# Exercise data
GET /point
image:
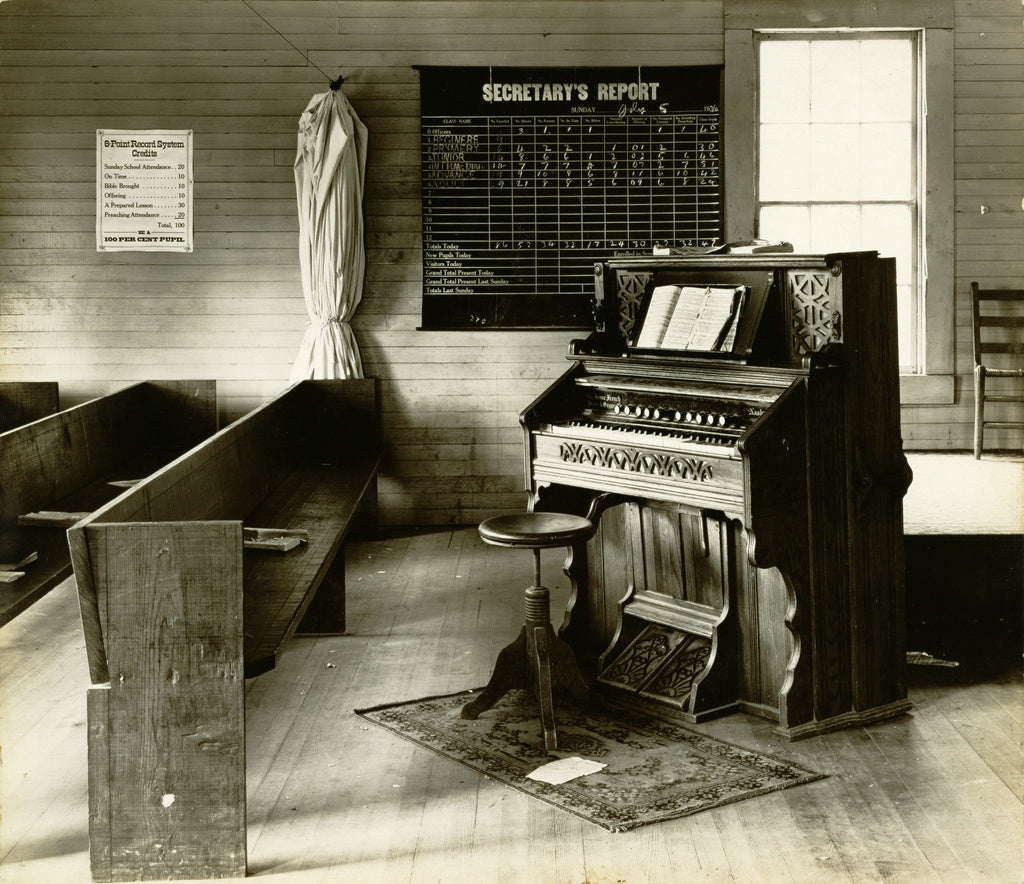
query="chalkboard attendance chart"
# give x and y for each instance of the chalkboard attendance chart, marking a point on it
(530, 175)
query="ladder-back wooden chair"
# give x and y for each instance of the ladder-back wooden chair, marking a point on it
(998, 354)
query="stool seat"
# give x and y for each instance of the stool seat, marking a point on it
(536, 530)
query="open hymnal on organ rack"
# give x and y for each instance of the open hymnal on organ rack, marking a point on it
(691, 318)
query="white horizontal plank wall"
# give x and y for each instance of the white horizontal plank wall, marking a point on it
(232, 309)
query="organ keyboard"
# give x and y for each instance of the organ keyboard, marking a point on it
(748, 500)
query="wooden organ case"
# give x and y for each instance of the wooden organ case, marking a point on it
(749, 504)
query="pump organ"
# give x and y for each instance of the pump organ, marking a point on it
(749, 505)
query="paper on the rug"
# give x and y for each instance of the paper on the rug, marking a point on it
(564, 769)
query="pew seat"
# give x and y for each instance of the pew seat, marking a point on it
(24, 402)
(76, 460)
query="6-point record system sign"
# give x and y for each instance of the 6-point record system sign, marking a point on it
(143, 191)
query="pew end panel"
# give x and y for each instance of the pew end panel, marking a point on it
(171, 550)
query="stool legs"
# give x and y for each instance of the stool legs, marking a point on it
(538, 660)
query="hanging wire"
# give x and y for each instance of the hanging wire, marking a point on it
(335, 84)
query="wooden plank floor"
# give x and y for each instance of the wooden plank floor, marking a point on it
(933, 796)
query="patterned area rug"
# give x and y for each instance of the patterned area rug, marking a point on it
(655, 770)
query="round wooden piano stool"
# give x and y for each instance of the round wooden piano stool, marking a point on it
(537, 659)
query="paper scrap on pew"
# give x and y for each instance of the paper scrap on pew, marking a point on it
(565, 769)
(278, 539)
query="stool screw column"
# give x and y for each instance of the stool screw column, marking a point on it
(537, 659)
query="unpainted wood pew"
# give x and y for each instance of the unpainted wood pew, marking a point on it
(76, 460)
(24, 402)
(177, 612)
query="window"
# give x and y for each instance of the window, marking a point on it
(928, 26)
(839, 158)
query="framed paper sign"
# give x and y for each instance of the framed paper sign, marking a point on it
(143, 191)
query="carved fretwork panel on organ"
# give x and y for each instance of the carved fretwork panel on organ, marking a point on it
(815, 301)
(738, 562)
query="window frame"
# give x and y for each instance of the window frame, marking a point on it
(743, 19)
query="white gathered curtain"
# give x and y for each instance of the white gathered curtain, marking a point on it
(330, 169)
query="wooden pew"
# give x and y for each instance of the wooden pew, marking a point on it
(176, 613)
(24, 402)
(65, 463)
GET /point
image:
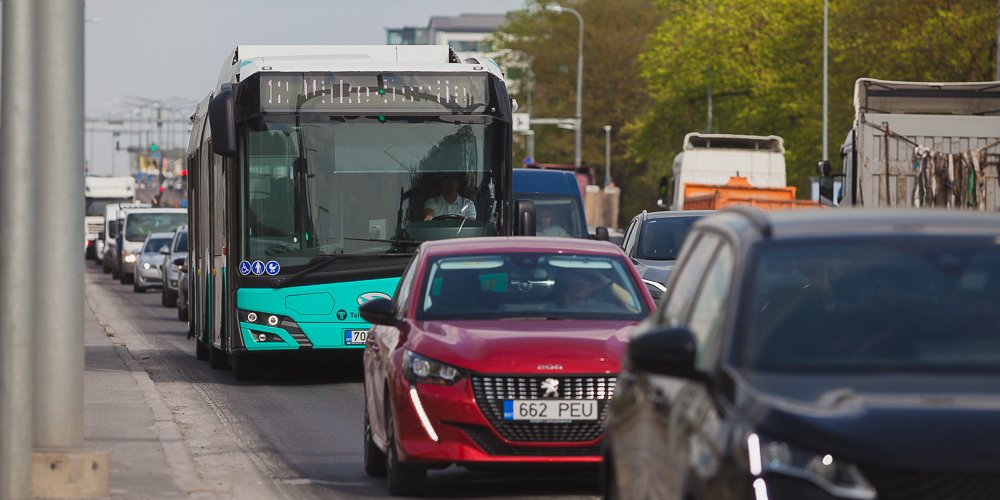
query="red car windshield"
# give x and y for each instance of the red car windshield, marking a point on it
(530, 285)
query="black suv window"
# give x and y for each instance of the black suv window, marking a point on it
(708, 309)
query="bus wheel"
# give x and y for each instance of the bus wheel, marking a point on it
(217, 358)
(201, 350)
(244, 366)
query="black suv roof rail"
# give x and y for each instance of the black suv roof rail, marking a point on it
(756, 217)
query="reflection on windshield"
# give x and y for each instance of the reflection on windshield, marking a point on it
(557, 216)
(661, 238)
(523, 285)
(333, 185)
(917, 303)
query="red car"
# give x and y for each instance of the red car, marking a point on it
(496, 351)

# Work to complete
Pictures stay out; repeat all the rest of the records exactly.

# Output of the task
GET /point
image:
query="chalkboard attendance chart"
# give x and y for each instance of the chalkboard attendance chart, marking a point on it
(530, 175)
query="ladder-back wooden chair"
# give x and y for each instance of the ladder-back wooden chair, marking a point on it
(998, 354)
query="stool seat"
# give x and y for each instance of the stool seat, marking a point on it
(536, 530)
query="open hymnal on organ rack"
# give x and y for each instance of the open hymnal on organ rack, marking a point on it
(691, 318)
query="white horizontal plank wall"
# give x and y for each instance of the white horizontal plank wall, marking a point on it
(232, 309)
query="organ keyboard"
# give x and y for each instance of the organ keyboard, marking a point on it
(748, 500)
query="wooden organ case"
# give x and y for each instance of the wooden organ case, marking a point on it
(749, 504)
query="pump organ"
# give x and y for each instance of the pump organ, marking a point on it
(749, 505)
query="paper on the rug"
# give x and y for each instance of the paper on the rug, marking a point on it
(564, 769)
query="pew seat"
# give x and y for each instance of the pew seat, marking a point on it
(24, 402)
(76, 460)
query="6-point record system sign"
# give x and y for each instance of the 6-point record system sign, marking a point on it
(143, 191)
query="pew end panel"
# give x and y for each instance of the pew end panel, marking a point on it
(171, 550)
query="stool legs"
# give x and y for each instance of the stool legs, marking a point on it
(538, 660)
query="hanging wire"
# give x and y for each instance of the hanging wire, marking a point on it
(335, 84)
query="wooden plank floor"
# give x and y for each instance of the wooden plank floor, marking a point on it
(933, 796)
query="patterned area rug"
# give x and y for each instance of the patterned area rug, marking a point on it
(655, 770)
query="round wooden piano stool"
# give x and y for each instance of the round wooden piano stool, marking a point on it
(537, 659)
query="paper scrap on pew"
# give x and y for each instance of the paper scrap on pew, marking a point on it
(565, 769)
(278, 539)
query="stool screw column"
# give x and y for each instance of the stool screw column, marking a point on it
(537, 659)
query="unpainted wood pew"
# give x and y for each instance of the unpainted wood pew, marking a point on it
(76, 460)
(24, 402)
(177, 612)
query="window"
# give x and y for each instance of the window, marking a point on it
(928, 26)
(839, 158)
query="framed paper sign"
# give x and y for each instance of the framed paper sign, marking a point on it
(143, 191)
query="carved fretwork panel on organ"
# give x and y for each instance of the carved fretwork panel on organ, marking a point on it
(815, 301)
(738, 562)
query="window frame"
# give x and y for each instance of the window frame, marking a point on it
(743, 19)
query="white gathered curtain"
# give x and y for each instance of the white gathered curtain, marking a point on it
(330, 169)
query="wooden pew"
# give x and y for each instance of the wooden pew, marking a point on it
(176, 613)
(24, 402)
(65, 463)
GET /point
image:
query="red car windshield"
# give x and y for each instance of the red car windshield, marking a point on it
(530, 285)
query="black suv window"
# give x and y for each instance of the black suv window, marking a point on it
(708, 309)
query="bus wheel"
# give x and y for each instance of the bus wheel, marking a point on it
(217, 358)
(201, 350)
(244, 366)
query="black suv roof rail"
# give x and y for each instance of the black suv roof rail, marking a point on it
(756, 217)
query="reflection on windshield"
# give x and y for each instance of the reflection on windshield, marking a point on it
(557, 216)
(661, 238)
(523, 285)
(333, 185)
(917, 303)
query="red car"
# give x and y for each instance of the red car, marking a point on it
(496, 351)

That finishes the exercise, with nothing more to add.